■ **Requirement**:
Every line of the records below should be restated exactly.

(Records of labeled points)
• • • •

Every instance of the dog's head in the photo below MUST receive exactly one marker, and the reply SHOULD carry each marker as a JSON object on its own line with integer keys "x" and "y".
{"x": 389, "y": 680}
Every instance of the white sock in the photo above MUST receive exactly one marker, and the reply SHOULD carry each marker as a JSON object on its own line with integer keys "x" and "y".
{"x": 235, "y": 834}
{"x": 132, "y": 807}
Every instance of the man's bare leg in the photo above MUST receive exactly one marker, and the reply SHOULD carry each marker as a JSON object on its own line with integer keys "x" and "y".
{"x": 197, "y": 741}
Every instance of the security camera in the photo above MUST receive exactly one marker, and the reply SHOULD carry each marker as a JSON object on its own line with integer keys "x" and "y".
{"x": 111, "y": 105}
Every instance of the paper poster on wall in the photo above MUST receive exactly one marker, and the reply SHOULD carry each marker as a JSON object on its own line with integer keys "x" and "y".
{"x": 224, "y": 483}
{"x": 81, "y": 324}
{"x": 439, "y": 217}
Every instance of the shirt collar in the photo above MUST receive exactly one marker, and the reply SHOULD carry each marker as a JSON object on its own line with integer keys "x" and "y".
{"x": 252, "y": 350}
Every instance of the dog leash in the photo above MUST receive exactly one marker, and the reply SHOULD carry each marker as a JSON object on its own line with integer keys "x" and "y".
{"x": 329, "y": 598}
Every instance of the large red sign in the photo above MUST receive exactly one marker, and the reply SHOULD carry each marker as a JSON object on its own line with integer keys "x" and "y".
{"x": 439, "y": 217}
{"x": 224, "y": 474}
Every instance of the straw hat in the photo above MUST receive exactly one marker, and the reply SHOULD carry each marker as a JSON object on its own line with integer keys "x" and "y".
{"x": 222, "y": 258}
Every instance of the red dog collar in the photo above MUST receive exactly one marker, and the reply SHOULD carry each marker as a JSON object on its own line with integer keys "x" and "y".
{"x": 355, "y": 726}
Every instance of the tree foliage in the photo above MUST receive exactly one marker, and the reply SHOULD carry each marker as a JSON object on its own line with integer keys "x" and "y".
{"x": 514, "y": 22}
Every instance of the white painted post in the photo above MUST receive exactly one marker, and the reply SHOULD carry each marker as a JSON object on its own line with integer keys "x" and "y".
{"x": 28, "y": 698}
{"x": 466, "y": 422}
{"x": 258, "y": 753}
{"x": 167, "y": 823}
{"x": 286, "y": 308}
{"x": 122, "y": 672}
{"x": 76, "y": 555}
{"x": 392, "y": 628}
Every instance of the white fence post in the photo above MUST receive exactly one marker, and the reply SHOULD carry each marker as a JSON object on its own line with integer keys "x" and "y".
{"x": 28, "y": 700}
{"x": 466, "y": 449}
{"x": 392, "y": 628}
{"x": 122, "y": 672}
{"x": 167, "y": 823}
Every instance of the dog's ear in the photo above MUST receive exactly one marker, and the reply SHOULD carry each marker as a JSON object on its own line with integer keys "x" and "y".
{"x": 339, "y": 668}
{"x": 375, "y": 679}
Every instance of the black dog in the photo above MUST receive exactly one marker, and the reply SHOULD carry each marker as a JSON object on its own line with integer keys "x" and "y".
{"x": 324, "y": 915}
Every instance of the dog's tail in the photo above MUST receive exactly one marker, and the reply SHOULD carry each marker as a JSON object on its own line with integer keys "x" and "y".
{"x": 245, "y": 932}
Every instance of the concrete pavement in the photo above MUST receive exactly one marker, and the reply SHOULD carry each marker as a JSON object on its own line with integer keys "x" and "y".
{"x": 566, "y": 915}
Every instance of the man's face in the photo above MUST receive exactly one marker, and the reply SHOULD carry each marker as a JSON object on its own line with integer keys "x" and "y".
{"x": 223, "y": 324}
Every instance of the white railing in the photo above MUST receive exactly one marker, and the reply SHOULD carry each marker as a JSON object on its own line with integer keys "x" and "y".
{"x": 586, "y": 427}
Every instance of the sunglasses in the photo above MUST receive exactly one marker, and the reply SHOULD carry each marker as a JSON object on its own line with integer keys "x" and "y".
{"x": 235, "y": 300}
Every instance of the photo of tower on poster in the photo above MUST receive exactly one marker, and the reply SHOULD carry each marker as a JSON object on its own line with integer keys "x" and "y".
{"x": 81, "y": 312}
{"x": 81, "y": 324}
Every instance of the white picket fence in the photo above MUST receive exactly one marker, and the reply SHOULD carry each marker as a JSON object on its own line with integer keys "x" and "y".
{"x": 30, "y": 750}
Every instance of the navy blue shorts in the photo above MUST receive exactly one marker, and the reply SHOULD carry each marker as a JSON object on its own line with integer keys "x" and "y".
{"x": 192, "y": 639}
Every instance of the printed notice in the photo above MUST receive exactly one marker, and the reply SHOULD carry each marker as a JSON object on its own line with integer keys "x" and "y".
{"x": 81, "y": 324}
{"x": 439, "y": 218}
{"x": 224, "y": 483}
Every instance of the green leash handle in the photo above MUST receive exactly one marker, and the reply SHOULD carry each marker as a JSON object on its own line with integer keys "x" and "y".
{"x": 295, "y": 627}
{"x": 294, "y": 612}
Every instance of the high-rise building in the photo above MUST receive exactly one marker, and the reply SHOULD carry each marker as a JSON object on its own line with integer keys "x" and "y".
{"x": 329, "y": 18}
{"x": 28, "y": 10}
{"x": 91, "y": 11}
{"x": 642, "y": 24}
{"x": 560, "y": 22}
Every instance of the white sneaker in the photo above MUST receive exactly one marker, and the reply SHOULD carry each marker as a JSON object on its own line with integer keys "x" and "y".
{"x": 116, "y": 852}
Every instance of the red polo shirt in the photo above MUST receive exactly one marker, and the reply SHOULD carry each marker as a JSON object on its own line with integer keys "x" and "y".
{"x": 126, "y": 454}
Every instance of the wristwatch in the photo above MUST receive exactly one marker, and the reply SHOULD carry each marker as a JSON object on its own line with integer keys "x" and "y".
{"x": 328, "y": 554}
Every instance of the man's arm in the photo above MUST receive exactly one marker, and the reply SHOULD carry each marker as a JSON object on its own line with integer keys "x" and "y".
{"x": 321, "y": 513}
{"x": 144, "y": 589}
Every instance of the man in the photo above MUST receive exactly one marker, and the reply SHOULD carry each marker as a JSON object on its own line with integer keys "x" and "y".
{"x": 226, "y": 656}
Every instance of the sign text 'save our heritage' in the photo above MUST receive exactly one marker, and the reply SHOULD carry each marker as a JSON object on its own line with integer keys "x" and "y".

• • • •

■ **Answer to the exercise**:
Every instance of the dog's head in the photo below MUST receive exactly one marker, and the reply SHOULD carry each marker as a JSON object on its own line with integer keys "x" and "y".
{"x": 389, "y": 680}
Every instance of the white sock in the photo above MUST receive exactly one marker, and the reply SHOULD carry each marker as a JSON object on its own line with integer keys "x" and "y".
{"x": 235, "y": 834}
{"x": 132, "y": 807}
Every instance of the man's bare leg in the photo above MUST receive exactly one marker, and the reply SHOULD carry each marker as a JSON object on its own line with integer keys "x" and "y".
{"x": 197, "y": 741}
Every instance of the security camera in the photo above MUST receive exactly one marker, and the reply SHOULD carry each marker as a JSON object on its own line with integer keys "x" and "y".
{"x": 111, "y": 105}
Every instance of the paper poster on wall in the photo above MUST receive exactly one marker, and the reply SHOULD carry each marker as a JSON object on its own line with integer keys "x" and "y".
{"x": 224, "y": 483}
{"x": 81, "y": 324}
{"x": 439, "y": 217}
Every instance of the shirt collar in the photo above MUST receive exactly one marker, and the reply SHOULD carry each marker as a JSON object on its own line with integer keys "x" and "y".
{"x": 252, "y": 350}
Every instance of the dog leash in the photo above MUST receive exactly one marker, and the reply SHOULD carry each marker as a JSON object on its own line with integer keys "x" and "y".
{"x": 329, "y": 598}
Every instance of the large red sign in the photo above MUST receive exactly one marker, and the reply SHOULD carry each marker as a JSON object on its own line with integer keys "x" and "y".
{"x": 439, "y": 217}
{"x": 224, "y": 474}
Every instance of the straw hat in the photo above MUST receive exactly one marker, and the reply SHOULD carry each marker as a JSON object on its own line with integer keys "x" and "y".
{"x": 222, "y": 258}
Every instance of the red dog collar in the photo above MUST receive exactly one marker, and the reply SHOULD carry each marker as a JSON object on its own line with integer keys "x" and "y".
{"x": 355, "y": 726}
Every instance of the tree foliage in the photo above MUST receive exactly one marker, and the reply SHOULD carry each marker as a JSON object on its own line with integer keys "x" and "y".
{"x": 514, "y": 22}
Every instance of the white painted post in the photo above MUST receive exactly one marker, and the reply SHOULD carry each marker as a JSON object on its own line with integer keys "x" and "y".
{"x": 28, "y": 698}
{"x": 466, "y": 422}
{"x": 258, "y": 753}
{"x": 167, "y": 823}
{"x": 286, "y": 308}
{"x": 122, "y": 672}
{"x": 76, "y": 555}
{"x": 392, "y": 628}
Every instance of the white fence post in the photo above MUST receive exactly one marker, and the reply SHOULD carry each marker as a JSON object on its own line with integer keys "x" and "y".
{"x": 28, "y": 700}
{"x": 466, "y": 449}
{"x": 392, "y": 628}
{"x": 122, "y": 672}
{"x": 167, "y": 823}
Every instance of the dog's ear in the photo above MUST receive exactly one marker, and the reply SHOULD carry each marker as a JSON object on its own line with integer keys "x" and "y".
{"x": 339, "y": 668}
{"x": 375, "y": 679}
Every instance of the black dog in the photo above MUST receive exactly one marker, and the reply SHOULD carry each marker as a JSON object on its own line with integer keys "x" and "y".
{"x": 324, "y": 915}
Every instance of the dog's tail in the photo above MUST receive exactly one marker, and the reply SHOULD carry each marker as a JSON object on its own line with integer keys "x" and "y".
{"x": 245, "y": 932}
Every instance of the concrete pavement in the photo above MUST receive exactly one marker, and the reply SHOULD carry each marker as a JSON object on its own line with integer keys "x" and "y".
{"x": 566, "y": 915}
Every instance of the man's face in the photo above MUST receive exactly one marker, and the reply SHOULD carry each marker as a JSON object on its own line with integer keys "x" and "y".
{"x": 223, "y": 324}
Every instance of the white railing in the photo above MUST receive exactly one marker, and the reply SHOULD carry each marker as a JSON object on its own line with integer keys "x" and "y".
{"x": 586, "y": 427}
Every instance of the sunglasses in the photo above MUST receive exactly one marker, and the reply SHOULD carry each marker as a JSON object on its own line with integer keys "x" and "y".
{"x": 235, "y": 300}
Every instance of the photo of tower on poster in the photo above MUST receive exactly one marker, and the reply SHOULD carry each marker as a JSON object on its own line with integer keys "x" and "y".
{"x": 81, "y": 312}
{"x": 81, "y": 324}
Every instance of the white picket fence in the photo above MUST receive exactly one marker, and the reply SHOULD carry each marker as a JSON object on its own line with integer keys "x" and "y".
{"x": 30, "y": 750}
Every instance of the navy blue shorts in the photo above MUST receive exactly one marker, and the reply SHOULD carry each marker as a JSON object on its own line with integer keys "x" and "y".
{"x": 192, "y": 639}
Every instance of the printed notice in the photo above MUST receive exactly one marker, and the reply SHOULD carry each marker as a JSON object on its own line with integer keys "x" and "y".
{"x": 81, "y": 324}
{"x": 439, "y": 218}
{"x": 224, "y": 483}
Every instance of the green leash handle in the photo above MUST receive exactly one marker, and the reply SHOULD carry each marker as a JSON object on its own line with integer keys "x" and "y".
{"x": 295, "y": 627}
{"x": 294, "y": 612}
Every instance of the high-rise building in the photo above MUST receive exactly one marker, and the reply SHOULD carry each marker as a JSON object on its own line with integer keys "x" and "y".
{"x": 329, "y": 18}
{"x": 28, "y": 10}
{"x": 91, "y": 11}
{"x": 642, "y": 24}
{"x": 560, "y": 22}
Every instance of the white sneaker in the photo above MUST receive exactly one marker, and the reply SHOULD carry each marker as a JSON object on its own line with integer keys "x" and "y".
{"x": 116, "y": 852}
Every instance of the red polo shirt in the photo above MUST receive exactly one marker, and the reply SHOULD carry each marker as a JSON object on its own line with integer keys "x" and "y".
{"x": 126, "y": 454}
Every instance of the wristwatch in the photo above MUST receive exactly one marker, and the reply SHOULD carry each marker as a JSON object on its own line with integer keys "x" and "y".
{"x": 328, "y": 554}
Every instance of the man's arm in the photo above MUST receive exactly one marker, and the reply SHOULD carry each marker as a JSON object on its own line with integer keys "x" and "y".
{"x": 321, "y": 513}
{"x": 144, "y": 589}
Every instance of the man in the photo above MUST receive exactly one marker, and the reply SHOULD carry each marker as a JSON object on its own line with integer keys "x" and "y".
{"x": 226, "y": 656}
Every instance of the sign text 'save our heritage' in the photo above MUST receive exactly one marker, and the reply SHOULD carry each marker as a JSON object on its own line with integer keys "x" and "y".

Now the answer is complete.